Task brief
Add 36 to every x and y coordinate in the outlines from the start of the records through the line that contains "81), (54, 81)]", inclusive, and write those lines out again in full with the requests unchanged. Leave out every line after that one.

[Material shown start]

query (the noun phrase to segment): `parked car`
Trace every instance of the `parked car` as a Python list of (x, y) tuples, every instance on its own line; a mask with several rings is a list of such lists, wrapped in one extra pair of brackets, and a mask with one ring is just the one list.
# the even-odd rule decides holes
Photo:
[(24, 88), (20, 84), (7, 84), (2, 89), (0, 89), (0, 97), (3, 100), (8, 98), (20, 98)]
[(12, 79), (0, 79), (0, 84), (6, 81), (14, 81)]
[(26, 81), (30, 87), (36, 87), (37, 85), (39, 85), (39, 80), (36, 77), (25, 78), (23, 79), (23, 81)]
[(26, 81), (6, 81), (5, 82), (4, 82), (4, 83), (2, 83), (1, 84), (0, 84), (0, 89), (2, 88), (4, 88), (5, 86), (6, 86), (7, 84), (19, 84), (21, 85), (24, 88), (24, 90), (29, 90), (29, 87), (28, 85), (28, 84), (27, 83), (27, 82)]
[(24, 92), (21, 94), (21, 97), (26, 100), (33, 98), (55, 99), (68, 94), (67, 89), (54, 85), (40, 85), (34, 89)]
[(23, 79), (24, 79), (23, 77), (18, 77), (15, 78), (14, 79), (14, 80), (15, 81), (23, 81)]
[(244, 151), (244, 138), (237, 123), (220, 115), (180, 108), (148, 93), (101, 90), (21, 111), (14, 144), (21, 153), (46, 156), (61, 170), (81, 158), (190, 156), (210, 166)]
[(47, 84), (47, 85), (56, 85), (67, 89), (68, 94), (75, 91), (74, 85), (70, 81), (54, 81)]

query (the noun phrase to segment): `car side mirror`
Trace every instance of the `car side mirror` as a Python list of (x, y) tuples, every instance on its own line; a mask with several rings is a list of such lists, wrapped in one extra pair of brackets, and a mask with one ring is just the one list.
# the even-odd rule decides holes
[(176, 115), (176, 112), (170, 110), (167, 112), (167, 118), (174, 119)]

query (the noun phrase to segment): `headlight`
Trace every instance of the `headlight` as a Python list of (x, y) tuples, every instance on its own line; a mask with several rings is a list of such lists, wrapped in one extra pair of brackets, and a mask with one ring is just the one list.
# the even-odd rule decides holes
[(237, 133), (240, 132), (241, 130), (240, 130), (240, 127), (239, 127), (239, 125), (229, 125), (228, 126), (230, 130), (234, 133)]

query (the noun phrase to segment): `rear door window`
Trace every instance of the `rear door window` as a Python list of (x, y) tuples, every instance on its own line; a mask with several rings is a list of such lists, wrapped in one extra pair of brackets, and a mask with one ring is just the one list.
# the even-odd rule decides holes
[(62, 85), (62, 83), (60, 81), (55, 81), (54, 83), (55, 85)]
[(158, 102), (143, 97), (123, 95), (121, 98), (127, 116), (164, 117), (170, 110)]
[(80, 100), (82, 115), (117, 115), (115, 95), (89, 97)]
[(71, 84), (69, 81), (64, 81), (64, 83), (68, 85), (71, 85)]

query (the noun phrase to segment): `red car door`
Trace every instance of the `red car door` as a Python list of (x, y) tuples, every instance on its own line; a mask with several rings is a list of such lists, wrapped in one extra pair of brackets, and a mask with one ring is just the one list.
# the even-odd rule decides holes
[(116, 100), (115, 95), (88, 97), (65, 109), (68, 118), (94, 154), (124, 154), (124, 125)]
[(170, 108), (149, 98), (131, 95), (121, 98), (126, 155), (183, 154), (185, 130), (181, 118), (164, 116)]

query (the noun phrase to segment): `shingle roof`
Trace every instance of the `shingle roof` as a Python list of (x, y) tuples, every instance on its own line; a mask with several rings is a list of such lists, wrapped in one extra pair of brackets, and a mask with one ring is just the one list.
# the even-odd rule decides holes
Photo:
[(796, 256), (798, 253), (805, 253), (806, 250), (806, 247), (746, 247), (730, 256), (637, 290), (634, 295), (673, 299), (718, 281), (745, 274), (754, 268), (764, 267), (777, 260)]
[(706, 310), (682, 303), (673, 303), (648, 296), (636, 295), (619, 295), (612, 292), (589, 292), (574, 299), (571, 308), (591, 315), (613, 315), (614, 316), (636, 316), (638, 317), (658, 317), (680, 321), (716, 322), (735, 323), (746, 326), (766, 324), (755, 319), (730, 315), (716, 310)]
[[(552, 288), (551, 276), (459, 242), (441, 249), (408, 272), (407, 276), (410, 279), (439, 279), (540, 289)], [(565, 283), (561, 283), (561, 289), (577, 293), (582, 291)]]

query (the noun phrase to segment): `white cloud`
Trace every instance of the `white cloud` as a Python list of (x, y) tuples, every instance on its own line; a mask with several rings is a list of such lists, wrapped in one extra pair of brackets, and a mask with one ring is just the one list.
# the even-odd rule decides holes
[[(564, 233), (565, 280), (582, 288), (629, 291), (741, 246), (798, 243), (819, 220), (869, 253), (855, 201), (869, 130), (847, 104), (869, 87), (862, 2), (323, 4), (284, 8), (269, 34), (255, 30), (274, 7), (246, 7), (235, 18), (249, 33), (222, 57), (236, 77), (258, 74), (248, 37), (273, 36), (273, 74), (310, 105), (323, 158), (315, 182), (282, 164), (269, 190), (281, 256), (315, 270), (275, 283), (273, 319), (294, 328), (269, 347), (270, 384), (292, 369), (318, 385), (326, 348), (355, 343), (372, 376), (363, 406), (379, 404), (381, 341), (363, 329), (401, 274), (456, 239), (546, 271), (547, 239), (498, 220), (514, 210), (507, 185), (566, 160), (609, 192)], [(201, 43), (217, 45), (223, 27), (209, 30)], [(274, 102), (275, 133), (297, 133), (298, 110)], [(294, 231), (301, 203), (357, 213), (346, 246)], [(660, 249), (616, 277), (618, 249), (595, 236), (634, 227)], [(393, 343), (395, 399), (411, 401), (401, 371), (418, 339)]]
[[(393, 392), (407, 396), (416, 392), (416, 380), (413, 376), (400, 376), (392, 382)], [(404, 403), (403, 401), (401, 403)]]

[Material shown end]

Solved exercise
query (the noun phrase to segment): `parked car`
Trace every instance of the `parked car` as a Python list of (x, y) tuples, every instance on its own line; a mask with several rings is a list of such lists, wrapped in one extra pair of brackets, and a mask with one ring is just the one list.
# the even-odd rule decides holes
Photo:
[(60, 124), (56, 120), (43, 120), (38, 125), (36, 125), (36, 133), (39, 136), (44, 134), (56, 134)]
[(48, 115), (36, 115), (36, 120), (42, 117), (50, 117)]
[(62, 117), (66, 123), (72, 123), (73, 121), (75, 121), (75, 116), (72, 113), (61, 114), (59, 115), (59, 117)]
[(62, 117), (42, 117), (41, 118), (40, 118), (40, 119), (38, 119), (37, 120), (36, 120), (36, 125), (38, 124), (40, 124), (41, 122), (42, 122), (43, 120), (55, 120), (57, 121), (60, 124), (60, 126), (65, 126), (65, 123), (64, 121), (64, 120), (63, 119), (63, 118)]
[(60, 128), (57, 130), (57, 133), (62, 136), (69, 134), (91, 135), (104, 130), (103, 125), (90, 121), (76, 121), (70, 125)]
[(59, 115), (60, 115), (59, 113), (54, 113), (51, 114), (50, 115), (50, 116), (51, 117), (59, 117)]
[(280, 187), (280, 174), (273, 159), (256, 151), (216, 144), (184, 129), (137, 126), (57, 147), (50, 180), (57, 189), (82, 192), (97, 206), (117, 194), (226, 192), (246, 202)]
[(83, 120), (83, 121), (92, 121), (103, 125), (104, 130), (111, 127), (110, 121), (106, 117), (90, 117)]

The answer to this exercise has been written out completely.